Objetivo del ejercicio: Devuelve, sin cambios, cada línea de los registros en la que aparezca la cadena "rock".

Entradas del conjunto de datos de anotación
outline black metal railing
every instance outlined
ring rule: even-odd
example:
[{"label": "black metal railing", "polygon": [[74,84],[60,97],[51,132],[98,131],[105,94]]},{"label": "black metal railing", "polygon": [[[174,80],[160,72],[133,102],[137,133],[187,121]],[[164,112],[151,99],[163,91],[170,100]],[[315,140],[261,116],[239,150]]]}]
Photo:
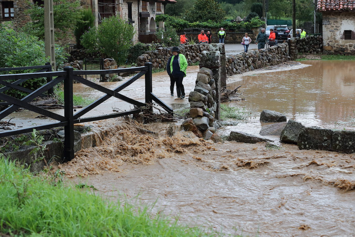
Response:
[{"label": "black metal railing", "polygon": [[139,42],[144,43],[151,43],[156,41],[158,39],[155,32],[147,33],[140,32],[139,33]]},{"label": "black metal railing", "polygon": [[[19,108],[23,108],[31,111],[50,118],[59,122],[44,125],[36,126],[30,128],[20,129],[10,131],[0,132],[0,138],[16,135],[31,132],[33,129],[42,130],[58,126],[64,126],[64,160],[67,161],[74,158],[74,124],[96,121],[101,119],[116,118],[140,113],[143,109],[152,111],[152,103],[154,101],[162,106],[168,113],[172,115],[173,109],[158,98],[152,92],[151,63],[146,63],[144,66],[122,68],[109,70],[94,71],[74,71],[71,66],[64,68],[61,71],[46,72],[33,73],[9,74],[0,75],[0,84],[4,85],[6,81],[28,79],[32,78],[47,77],[55,78],[36,91],[21,99],[0,93],[0,99],[9,103],[11,105],[0,112],[0,119],[15,112]],[[113,90],[110,90],[90,81],[80,75],[120,73],[127,72],[139,71],[130,79]],[[124,96],[119,92],[142,76],[144,75],[145,80],[145,102],[142,103]],[[94,89],[104,92],[105,95],[96,100],[80,111],[73,113],[73,82],[76,81]],[[60,115],[51,111],[40,108],[29,103],[32,99],[48,90],[56,85],[63,82],[64,83],[64,114]],[[12,87],[13,88],[13,87]],[[136,106],[132,110],[114,114],[81,118],[84,114],[113,96],[122,101]]]},{"label": "black metal railing", "polygon": [[[84,59],[84,70],[103,70],[104,59],[87,58]],[[85,79],[94,82],[103,81],[105,75],[103,74],[85,75]]]},{"label": "black metal railing", "polygon": [[[44,72],[52,71],[52,65],[50,63],[47,63],[44,65],[40,65],[39,66],[31,66],[26,67],[20,67],[18,68],[0,68],[0,72],[2,71],[23,71],[24,70],[28,70],[30,69],[38,69],[33,73],[37,73],[39,72]],[[19,74],[21,75],[21,74]],[[36,75],[37,76],[37,75]],[[19,85],[20,84],[25,82],[26,81],[38,77],[43,77],[34,76],[31,77],[25,77],[24,78],[14,78],[12,80],[8,80],[9,81],[5,81],[2,80],[2,79],[0,78],[0,84],[5,86],[4,87],[0,88],[0,93],[2,93],[10,89],[15,89],[18,91],[21,91],[27,93],[31,93],[33,92],[33,91],[26,88],[25,87]],[[44,77],[47,77],[47,83],[50,82],[52,80],[51,76]],[[44,91],[43,91],[44,92]],[[39,94],[38,96],[45,97],[48,96],[48,95],[52,95],[54,93],[53,87],[49,88],[47,90],[47,95],[46,96],[43,93]],[[0,102],[0,106],[7,106],[10,104],[7,102]]]}]

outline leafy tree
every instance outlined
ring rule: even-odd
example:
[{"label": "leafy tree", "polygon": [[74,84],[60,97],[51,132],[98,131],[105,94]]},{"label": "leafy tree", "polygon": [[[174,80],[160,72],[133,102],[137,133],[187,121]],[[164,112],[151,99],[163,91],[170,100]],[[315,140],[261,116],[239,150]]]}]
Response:
[{"label": "leafy tree", "polygon": [[254,2],[251,5],[250,12],[255,12],[258,14],[259,17],[263,17],[263,5],[260,2]]},{"label": "leafy tree", "polygon": [[90,52],[99,51],[122,64],[127,60],[134,34],[133,26],[119,16],[111,16],[104,18],[97,28],[85,32],[81,43]]},{"label": "leafy tree", "polygon": [[175,4],[166,4],[165,7],[165,14],[171,16],[179,16],[183,15],[186,10],[190,9],[193,5],[192,0],[179,0]]},{"label": "leafy tree", "polygon": [[[54,28],[61,32],[55,31],[56,37],[62,36],[68,29],[73,29],[76,22],[81,17],[80,2],[73,2],[66,0],[53,0],[53,22]],[[43,5],[32,5],[32,8],[26,10],[32,21],[26,23],[23,31],[40,39],[44,38],[44,10]]]},{"label": "leafy tree", "polygon": [[82,48],[80,43],[80,37],[84,32],[94,26],[95,21],[95,16],[92,14],[91,8],[82,10],[81,16],[81,20],[77,22],[76,28],[74,30],[74,34],[76,39],[76,45],[78,48]]},{"label": "leafy tree", "polygon": [[245,19],[245,21],[247,22],[250,22],[250,21],[253,18],[255,17],[259,17],[259,15],[257,13],[255,12],[250,12],[248,15],[248,16],[246,17],[246,19]]},{"label": "leafy tree", "polygon": [[192,7],[186,11],[184,17],[189,22],[220,22],[224,20],[225,12],[215,0],[196,0]]}]

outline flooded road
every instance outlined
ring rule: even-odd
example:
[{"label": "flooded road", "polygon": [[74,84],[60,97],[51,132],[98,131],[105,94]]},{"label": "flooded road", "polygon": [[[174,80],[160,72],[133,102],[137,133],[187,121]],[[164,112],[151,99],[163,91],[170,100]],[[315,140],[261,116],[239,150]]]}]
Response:
[{"label": "flooded road", "polygon": [[[231,77],[229,89],[241,85],[245,100],[230,102],[245,107],[254,116],[237,126],[258,133],[266,124],[259,121],[263,109],[282,113],[306,126],[342,129],[355,128],[355,62],[302,61],[311,65],[296,70]],[[250,72],[252,73],[252,72]],[[228,82],[227,82],[228,83]],[[235,129],[230,126],[226,132]]]},{"label": "flooded road", "polygon": [[355,155],[169,138],[166,124],[144,125],[157,135],[122,120],[100,125],[113,124],[120,125],[99,147],[60,166],[73,177],[67,182],[93,185],[111,200],[155,203],[153,214],[225,235],[350,236],[355,231]]}]

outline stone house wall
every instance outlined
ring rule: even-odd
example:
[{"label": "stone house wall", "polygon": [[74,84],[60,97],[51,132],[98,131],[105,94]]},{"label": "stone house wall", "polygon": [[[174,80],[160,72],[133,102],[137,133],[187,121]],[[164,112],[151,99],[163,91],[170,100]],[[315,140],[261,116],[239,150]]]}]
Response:
[{"label": "stone house wall", "polygon": [[[323,49],[329,54],[355,54],[355,11],[323,13]],[[344,39],[344,31],[352,32],[351,39]]]}]

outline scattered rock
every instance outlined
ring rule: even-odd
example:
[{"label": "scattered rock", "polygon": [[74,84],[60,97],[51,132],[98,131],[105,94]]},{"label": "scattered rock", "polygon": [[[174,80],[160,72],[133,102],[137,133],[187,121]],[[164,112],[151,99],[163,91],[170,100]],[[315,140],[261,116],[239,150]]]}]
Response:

Respuesta escrita:
outline scattered rock
[{"label": "scattered rock", "polygon": [[74,84],[60,97],[51,132],[98,131],[105,94]]},{"label": "scattered rock", "polygon": [[[174,80],[160,72],[133,102],[137,133],[187,121]],[[164,112],[151,99],[163,91],[170,100]],[[315,140],[261,116],[239,150]]]}]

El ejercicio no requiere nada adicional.